◆ WHAT IS NEEDED ◆
Please extract every line of the listing below that contains the word "rider", copying each line in full. Case counts.

◆ RECORDS SUPPLIED ◆
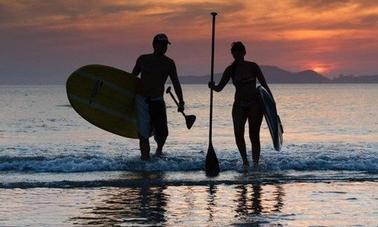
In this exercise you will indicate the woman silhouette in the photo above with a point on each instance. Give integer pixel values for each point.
(247, 104)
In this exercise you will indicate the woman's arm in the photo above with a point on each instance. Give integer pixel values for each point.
(137, 68)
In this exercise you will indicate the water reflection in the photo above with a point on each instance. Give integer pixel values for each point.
(137, 205)
(252, 200)
(171, 205)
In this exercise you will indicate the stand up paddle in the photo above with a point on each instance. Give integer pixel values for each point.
(212, 164)
(189, 119)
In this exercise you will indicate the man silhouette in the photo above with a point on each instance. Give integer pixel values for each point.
(155, 68)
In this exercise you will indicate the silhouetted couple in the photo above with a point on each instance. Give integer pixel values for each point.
(155, 69)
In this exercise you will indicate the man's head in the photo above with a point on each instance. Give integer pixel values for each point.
(160, 43)
(238, 50)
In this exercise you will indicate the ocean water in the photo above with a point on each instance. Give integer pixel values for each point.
(58, 169)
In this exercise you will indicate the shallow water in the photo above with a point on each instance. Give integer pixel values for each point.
(289, 204)
(57, 169)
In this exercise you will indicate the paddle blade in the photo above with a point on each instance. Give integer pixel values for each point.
(212, 164)
(190, 119)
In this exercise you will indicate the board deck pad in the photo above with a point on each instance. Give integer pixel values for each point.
(105, 97)
(271, 117)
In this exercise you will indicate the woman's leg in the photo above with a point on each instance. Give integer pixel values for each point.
(239, 117)
(254, 121)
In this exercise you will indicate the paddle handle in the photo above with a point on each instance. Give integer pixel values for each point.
(213, 14)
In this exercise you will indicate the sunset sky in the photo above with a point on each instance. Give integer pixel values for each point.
(50, 39)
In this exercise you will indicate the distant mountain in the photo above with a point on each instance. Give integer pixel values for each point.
(272, 74)
(356, 79)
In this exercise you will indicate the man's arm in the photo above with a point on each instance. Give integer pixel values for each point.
(137, 67)
(262, 80)
(176, 84)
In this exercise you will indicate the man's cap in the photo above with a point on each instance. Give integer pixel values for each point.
(161, 38)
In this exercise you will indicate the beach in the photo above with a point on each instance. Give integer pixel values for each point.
(56, 169)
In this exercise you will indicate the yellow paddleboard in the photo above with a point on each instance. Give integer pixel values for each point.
(105, 96)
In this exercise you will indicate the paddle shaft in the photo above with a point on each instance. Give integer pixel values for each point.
(212, 78)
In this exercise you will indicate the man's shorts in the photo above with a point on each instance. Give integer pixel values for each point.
(152, 118)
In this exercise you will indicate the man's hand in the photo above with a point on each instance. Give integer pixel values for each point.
(181, 107)
(211, 85)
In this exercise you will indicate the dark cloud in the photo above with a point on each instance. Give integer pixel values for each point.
(40, 12)
(186, 13)
(322, 4)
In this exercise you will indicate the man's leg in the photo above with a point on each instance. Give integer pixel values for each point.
(144, 145)
(158, 116)
(144, 126)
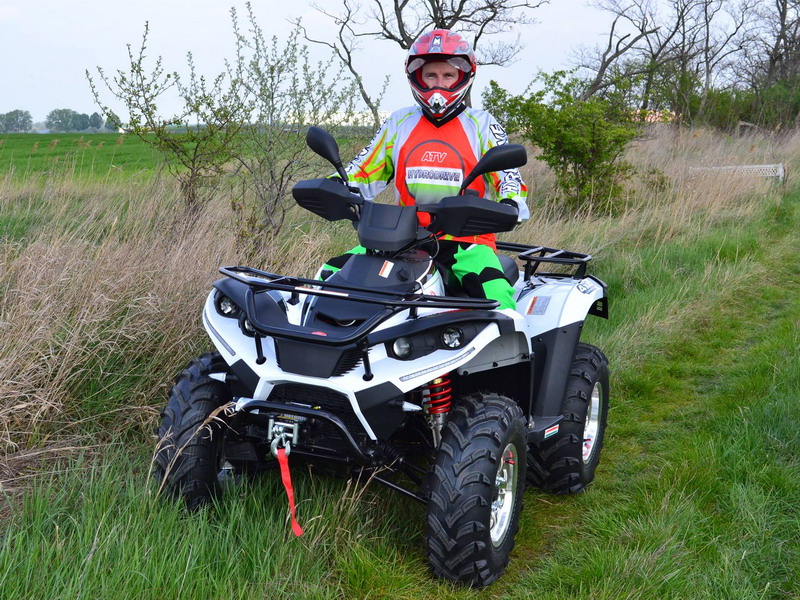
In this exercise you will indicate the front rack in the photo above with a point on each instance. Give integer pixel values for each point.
(533, 256)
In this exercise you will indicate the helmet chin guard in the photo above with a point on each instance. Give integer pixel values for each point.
(441, 45)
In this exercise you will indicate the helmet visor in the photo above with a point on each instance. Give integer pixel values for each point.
(458, 62)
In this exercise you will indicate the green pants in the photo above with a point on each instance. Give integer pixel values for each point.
(473, 267)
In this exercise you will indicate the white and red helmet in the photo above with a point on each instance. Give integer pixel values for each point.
(441, 45)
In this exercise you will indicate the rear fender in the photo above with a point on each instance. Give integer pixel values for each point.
(561, 302)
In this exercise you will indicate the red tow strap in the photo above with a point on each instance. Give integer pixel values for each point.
(286, 477)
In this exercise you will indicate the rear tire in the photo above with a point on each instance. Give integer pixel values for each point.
(476, 487)
(190, 451)
(566, 462)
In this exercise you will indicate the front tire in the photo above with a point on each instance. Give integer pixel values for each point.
(566, 462)
(476, 487)
(190, 451)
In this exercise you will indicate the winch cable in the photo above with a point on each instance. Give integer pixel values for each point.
(286, 477)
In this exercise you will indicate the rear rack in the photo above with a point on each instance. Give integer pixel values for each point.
(533, 256)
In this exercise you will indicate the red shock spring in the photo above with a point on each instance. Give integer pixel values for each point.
(437, 396)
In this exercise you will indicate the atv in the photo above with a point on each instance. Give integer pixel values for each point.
(383, 368)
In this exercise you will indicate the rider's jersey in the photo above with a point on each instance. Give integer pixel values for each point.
(427, 163)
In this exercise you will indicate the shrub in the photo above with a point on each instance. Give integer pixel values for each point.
(581, 140)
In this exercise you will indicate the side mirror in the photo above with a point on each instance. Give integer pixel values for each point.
(323, 143)
(497, 158)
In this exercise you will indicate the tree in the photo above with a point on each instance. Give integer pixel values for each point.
(16, 121)
(679, 52)
(197, 141)
(80, 122)
(403, 21)
(246, 123)
(582, 140)
(61, 119)
(274, 83)
(113, 122)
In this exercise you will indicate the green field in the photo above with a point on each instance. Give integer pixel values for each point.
(697, 495)
(81, 155)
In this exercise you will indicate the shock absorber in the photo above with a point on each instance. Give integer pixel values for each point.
(437, 396)
(437, 399)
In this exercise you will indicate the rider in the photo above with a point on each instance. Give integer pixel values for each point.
(427, 150)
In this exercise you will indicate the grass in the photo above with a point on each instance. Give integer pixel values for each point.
(696, 496)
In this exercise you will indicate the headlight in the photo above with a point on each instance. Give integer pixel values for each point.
(402, 347)
(452, 337)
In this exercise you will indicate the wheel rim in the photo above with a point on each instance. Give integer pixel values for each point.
(591, 426)
(504, 495)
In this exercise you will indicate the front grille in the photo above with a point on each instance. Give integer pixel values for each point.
(348, 361)
(324, 398)
(316, 360)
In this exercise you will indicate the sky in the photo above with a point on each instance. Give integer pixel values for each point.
(47, 45)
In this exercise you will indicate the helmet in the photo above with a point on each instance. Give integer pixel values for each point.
(441, 45)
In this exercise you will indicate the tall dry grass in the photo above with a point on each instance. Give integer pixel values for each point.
(101, 284)
(665, 197)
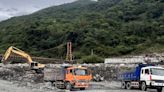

◆ SOLUTION TO THE PROBLEM ◆
In this exercise you will indicate the rider's jersey in the photo above with a point on each instance. Give integer pixel values for each point.
In this exercise you will indicate the rider in the photo above with a point on each instance. Give integer pixel values for each point.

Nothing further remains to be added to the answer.